▶ _CEL ZADANIA_
Zacytuj wiernie wszystkie poniższe pozycje. Obrazy pomiń.

(Wiersze ze zbioru danych do oznaczania ramek)
-=-=-=-=-

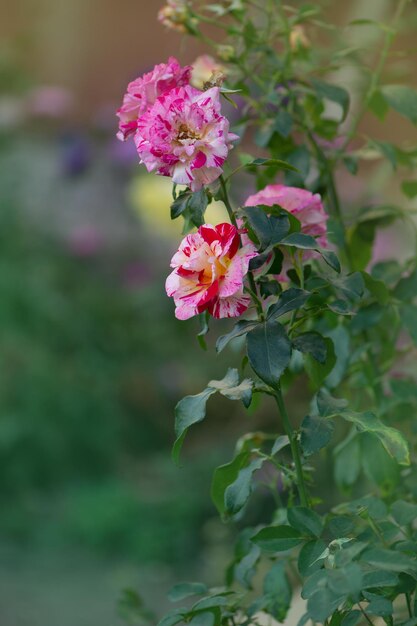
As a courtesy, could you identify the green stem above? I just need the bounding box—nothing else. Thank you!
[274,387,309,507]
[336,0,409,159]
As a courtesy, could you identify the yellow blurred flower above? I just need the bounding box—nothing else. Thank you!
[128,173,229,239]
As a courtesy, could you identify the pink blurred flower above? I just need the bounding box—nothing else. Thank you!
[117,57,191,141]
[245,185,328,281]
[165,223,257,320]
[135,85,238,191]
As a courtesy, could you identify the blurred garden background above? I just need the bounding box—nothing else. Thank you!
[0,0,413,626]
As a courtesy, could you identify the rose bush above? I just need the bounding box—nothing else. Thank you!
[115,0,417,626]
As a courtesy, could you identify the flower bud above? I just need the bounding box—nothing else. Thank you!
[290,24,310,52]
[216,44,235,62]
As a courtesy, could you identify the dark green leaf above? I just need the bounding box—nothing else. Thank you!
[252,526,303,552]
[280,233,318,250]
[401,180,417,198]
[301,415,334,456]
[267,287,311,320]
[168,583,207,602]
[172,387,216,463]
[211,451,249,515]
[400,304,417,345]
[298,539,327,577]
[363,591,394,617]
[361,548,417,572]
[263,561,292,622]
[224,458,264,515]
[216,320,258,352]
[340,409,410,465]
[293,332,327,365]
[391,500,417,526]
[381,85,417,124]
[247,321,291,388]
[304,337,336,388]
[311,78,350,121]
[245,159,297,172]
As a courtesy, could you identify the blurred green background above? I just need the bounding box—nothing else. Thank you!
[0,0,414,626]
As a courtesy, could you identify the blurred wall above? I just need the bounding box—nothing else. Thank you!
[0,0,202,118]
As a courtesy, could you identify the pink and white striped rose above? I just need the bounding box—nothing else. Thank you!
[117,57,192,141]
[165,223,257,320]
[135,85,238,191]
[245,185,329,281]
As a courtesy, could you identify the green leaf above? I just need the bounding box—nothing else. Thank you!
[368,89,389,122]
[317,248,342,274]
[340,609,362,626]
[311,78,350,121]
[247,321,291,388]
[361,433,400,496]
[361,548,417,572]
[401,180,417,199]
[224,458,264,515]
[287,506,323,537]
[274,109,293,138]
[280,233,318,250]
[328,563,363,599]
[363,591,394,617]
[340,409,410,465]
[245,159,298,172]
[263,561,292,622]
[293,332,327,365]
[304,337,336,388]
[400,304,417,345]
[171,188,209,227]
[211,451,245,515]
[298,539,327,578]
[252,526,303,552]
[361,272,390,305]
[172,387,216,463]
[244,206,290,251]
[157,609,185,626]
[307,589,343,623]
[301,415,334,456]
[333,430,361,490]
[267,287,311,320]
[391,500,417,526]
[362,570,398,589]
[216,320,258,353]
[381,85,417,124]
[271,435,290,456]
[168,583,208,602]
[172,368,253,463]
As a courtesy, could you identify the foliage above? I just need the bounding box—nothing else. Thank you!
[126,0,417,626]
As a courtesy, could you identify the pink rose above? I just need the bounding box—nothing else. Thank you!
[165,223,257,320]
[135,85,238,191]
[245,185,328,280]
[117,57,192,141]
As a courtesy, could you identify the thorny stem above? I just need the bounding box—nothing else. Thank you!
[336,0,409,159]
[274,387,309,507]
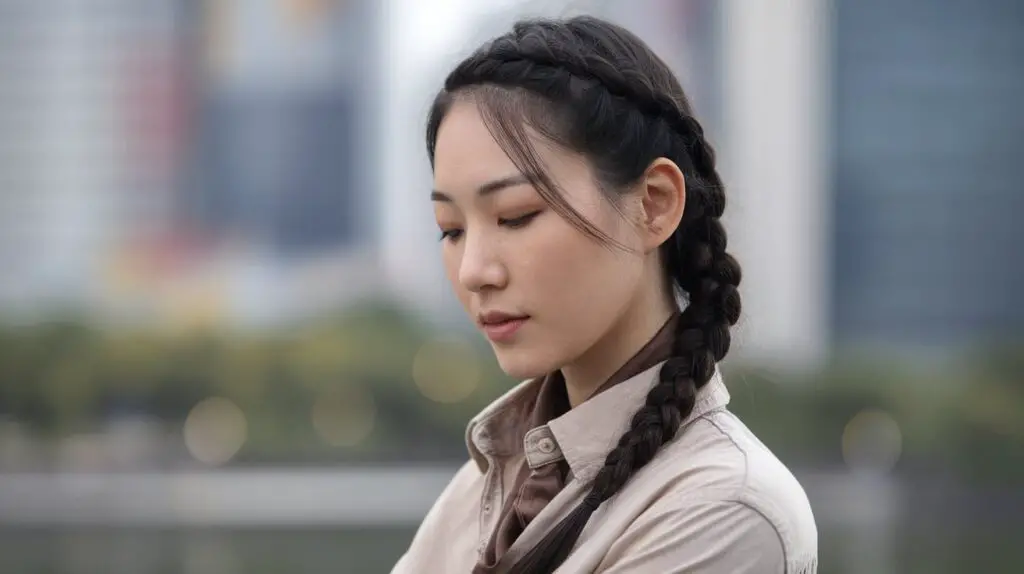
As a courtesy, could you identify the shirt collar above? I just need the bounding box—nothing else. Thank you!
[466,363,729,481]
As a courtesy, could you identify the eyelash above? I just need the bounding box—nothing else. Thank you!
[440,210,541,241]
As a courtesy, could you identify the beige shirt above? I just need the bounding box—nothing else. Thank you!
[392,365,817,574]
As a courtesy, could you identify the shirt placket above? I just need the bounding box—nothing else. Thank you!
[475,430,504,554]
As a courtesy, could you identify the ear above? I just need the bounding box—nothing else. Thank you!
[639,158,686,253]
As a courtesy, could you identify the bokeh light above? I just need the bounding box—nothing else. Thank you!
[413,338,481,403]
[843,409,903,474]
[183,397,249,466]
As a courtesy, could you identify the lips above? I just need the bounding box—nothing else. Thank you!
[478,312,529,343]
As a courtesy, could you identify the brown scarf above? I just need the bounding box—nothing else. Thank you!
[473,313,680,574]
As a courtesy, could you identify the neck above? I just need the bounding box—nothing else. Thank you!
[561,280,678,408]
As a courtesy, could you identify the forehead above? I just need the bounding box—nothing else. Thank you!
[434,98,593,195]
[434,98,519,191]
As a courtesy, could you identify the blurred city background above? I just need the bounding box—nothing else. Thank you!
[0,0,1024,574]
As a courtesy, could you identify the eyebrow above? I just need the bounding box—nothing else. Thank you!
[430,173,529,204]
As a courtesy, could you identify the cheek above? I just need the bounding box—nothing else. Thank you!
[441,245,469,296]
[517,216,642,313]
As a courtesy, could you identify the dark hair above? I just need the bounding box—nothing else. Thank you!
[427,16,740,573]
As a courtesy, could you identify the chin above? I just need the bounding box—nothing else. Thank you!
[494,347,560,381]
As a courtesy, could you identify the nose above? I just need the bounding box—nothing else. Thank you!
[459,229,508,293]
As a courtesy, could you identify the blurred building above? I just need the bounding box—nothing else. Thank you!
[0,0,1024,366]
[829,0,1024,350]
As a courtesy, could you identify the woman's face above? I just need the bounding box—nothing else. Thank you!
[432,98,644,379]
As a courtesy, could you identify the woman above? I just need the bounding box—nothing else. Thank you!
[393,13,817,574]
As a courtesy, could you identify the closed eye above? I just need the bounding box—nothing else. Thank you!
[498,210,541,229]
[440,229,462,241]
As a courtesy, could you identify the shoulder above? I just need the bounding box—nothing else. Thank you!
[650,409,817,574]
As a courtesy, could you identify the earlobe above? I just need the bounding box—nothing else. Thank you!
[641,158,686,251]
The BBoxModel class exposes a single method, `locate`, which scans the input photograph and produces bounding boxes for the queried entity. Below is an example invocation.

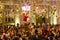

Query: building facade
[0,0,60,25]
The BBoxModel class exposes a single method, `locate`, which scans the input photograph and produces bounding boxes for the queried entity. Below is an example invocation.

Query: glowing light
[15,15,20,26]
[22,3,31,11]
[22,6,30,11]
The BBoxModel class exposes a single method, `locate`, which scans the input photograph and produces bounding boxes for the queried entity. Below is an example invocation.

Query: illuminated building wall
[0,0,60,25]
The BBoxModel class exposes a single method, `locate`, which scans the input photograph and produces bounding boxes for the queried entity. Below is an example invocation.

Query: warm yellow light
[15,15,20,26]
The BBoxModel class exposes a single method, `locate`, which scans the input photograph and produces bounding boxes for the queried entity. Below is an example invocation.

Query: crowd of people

-=-=-=-=-

▶ _ROZWIĄZANIE_
As a courtesy, could you identify the green stem above? I just need the bounding box—nothing else. Thank you!
[274,387,309,507]
[336,0,409,159]
As a courtesy, could you identify the yellow blurred flower above? I just need the bounding box—nothing else. Thank you!
[128,173,229,239]
As a courtesy, could you identify the pink blurred flower above? I just need the bounding box—nothing else. Thank you!
[117,57,191,141]
[245,185,328,281]
[165,223,257,320]
[135,85,238,191]
As a courtesy, could you identify the blurred garden background above? I just need the bounding box—nothing else. Thank you!
[0,0,413,626]
As a courtesy, could you identify the rose bush above? I just need the bounding box—nothing else. Thank you!
[115,0,417,626]
As a courtesy, could you identify the flower bud above? I just need the bounding box—nothing else. Thank you!
[290,24,310,52]
[216,44,235,62]
As a courtesy, could you identify the dark green leaf above? I just need the bounding box—nothing else. Thank you!
[252,526,303,552]
[280,233,318,250]
[401,180,417,198]
[301,415,334,456]
[267,287,311,320]
[168,583,207,602]
[172,387,216,463]
[211,451,249,515]
[400,304,417,345]
[298,539,327,577]
[363,591,394,617]
[361,548,417,572]
[263,561,292,622]
[224,458,264,515]
[216,320,258,352]
[340,409,410,465]
[293,332,327,365]
[391,500,417,526]
[381,85,417,124]
[247,321,291,388]
[304,337,336,388]
[311,78,350,121]
[245,159,297,172]
As a courtesy, could you identify the blurred green background above? I just need the bounding box—nothing else. Thank you!
[0,0,414,626]
As a courtesy, could you identify the blurred wall above? I just need the bounding box—nothing else. Thank you!
[0,0,202,118]
As a courtesy, could you identify the pink and white striped rose above? I just need the bounding box—nothing else. Thank you!
[117,57,192,141]
[165,223,257,320]
[135,85,238,191]
[245,185,329,281]
As a courtesy, could you identify the green leaf above? I just need the bounding box—nothing else. Thank you!
[368,89,389,122]
[317,248,342,274]
[340,609,362,626]
[311,78,350,121]
[247,321,291,388]
[361,433,400,496]
[361,548,417,572]
[401,180,417,199]
[224,458,264,515]
[287,506,323,537]
[274,109,293,138]
[280,233,318,250]
[328,563,363,599]
[363,591,394,617]
[340,409,410,465]
[245,159,298,172]
[263,561,292,622]
[293,332,327,365]
[304,337,336,388]
[400,304,417,345]
[171,188,209,227]
[211,451,245,515]
[298,539,327,578]
[252,526,303,552]
[361,272,390,305]
[172,387,216,463]
[244,206,290,251]
[157,609,185,626]
[307,589,343,623]
[301,415,334,456]
[333,430,361,490]
[267,287,311,320]
[391,500,417,526]
[362,570,398,589]
[216,320,258,353]
[381,85,417,124]
[271,435,290,456]
[168,583,208,602]
[172,368,253,463]
As a courtesy, could you identify the foliage above? I just need the bounding box—nothing else. Thank you!
[126,0,417,626]
As a courtesy, could you identify the pink rose above? I just need the bounding box—nothing else. Thank you!
[165,223,257,320]
[135,85,238,191]
[245,185,328,280]
[117,57,192,141]
As a courtesy, could you identify the thorny stem above? I just need the bounding box—nothing else. Thank you!
[336,0,409,159]
[274,387,309,507]
As a courtesy, could you identify the shirt collar above? I just need the bounding box—nothing else. Thank you!
[466,363,729,481]
As a courtesy, could you identify the eyelash above? I just need the bounding box—nothing else. Thank you!
[440,210,541,241]
As a courtesy, could you identify the beige shirt above? I just need the bounding box—nothing else. Thank you!
[392,365,817,574]
As a courtesy, could you identify the shirt placket above? I just need the bounding box—nothing else. Thank you!
[475,430,504,554]
As a courtesy, could you identify the ear above? I just need the bounding box—nothing else. Thank you!
[639,158,686,253]
As a courtesy, could you identify the bokeh light above? I just need the bounding box—nothing else. Thank you!
[413,338,481,403]
[843,409,903,474]
[183,397,249,466]
As a courtesy, could you identify the lips above? I just need the bounding box—nothing else. Thank you!
[478,312,529,343]
As a courtesy, could you identify the brown scarf above? I just need the bounding box—nothing else. Thank you!
[473,313,680,574]
As a courtesy, could you identify the neck above? I just need the bounding box—nothing else. Thank you!
[561,280,678,408]
As a courtesy, could you identify the forehead above? I just need the bounding box—nothing else. Thank you!
[434,98,593,195]
[434,98,519,191]
As a courtesy, could you identify the blurred city background above? I just need the bounding box—nothing else. Thank you!
[0,0,1024,574]
As a courtesy, could you identify the eyebrow above? I just need the bounding box—nothing else. Thank you!
[430,173,529,204]
As a courtesy, could you identify the cheek above? I just need the bounding box—nothing else. Thank you!
[441,245,469,296]
[517,216,642,313]
As a courtesy, could you identify the dark hair above? I just need the bounding box—nothing else. Thank you!
[427,16,740,573]
As a courtesy, could you identify the chin above? I just need the bounding box—nothing else. Thank you!
[494,347,560,381]
As a courtesy, could you identify the nose above? I just need the bounding box—nothing else. Thank you!
[459,229,508,293]
As a courtesy, could you identify the blurred building above? I just need the bounding box—nothing else. Thank you!
[0,0,1024,366]
[829,0,1024,350]
As a courtesy, could you identify the woman's face above? I just need the bounding box—nothing else. Thank you!
[432,98,644,379]
As a courtesy, could you identify the woman above? I just need the bounding box—nothing else. Thank you!
[393,13,817,574]
As a courtesy, could you identify the closed eye above? I just need the bounding box—nothing else. Thank you!
[498,210,541,229]
[440,229,462,241]
As a courtesy, could you identify the shoulder above? I just need the bounding box—nothing else. Thank you!
[650,409,817,574]
As a courtesy, could you identify the earlobe above? I just need the bounding box—nothing else. Thank you!
[641,158,686,251]
The BBoxModel class exposes a single method, `locate`, which scans the input photograph and produces bounding boxes for the queried entity. Below is an example invocation.


Query: building facade
[0,0,60,25]
The BBoxModel class exposes a single method, `locate`, which scans the input photograph and produces bounding boxes for the queried entity. Below is an example invocation.

Query: glowing light
[15,15,20,26]
[22,3,31,11]
[22,6,30,11]
The BBoxModel class exposes a single method, `locate`, which scans the input photograph and produces bounding boxes for the queried entity. Below is an example invocation.

Query: illuminated building wall
[0,0,60,25]
The BBoxModel class exposes a single method, `locate`, which scans the input photograph and produces bounding boxes for the queried entity. Below is an example invocation.

Query: warm yellow light
[15,15,20,26]
The BBoxModel class exposes a single method, `locate`, which scans the input photograph and produces bounding boxes for the queried entity. Below is an example invocation.

Query: crowd of people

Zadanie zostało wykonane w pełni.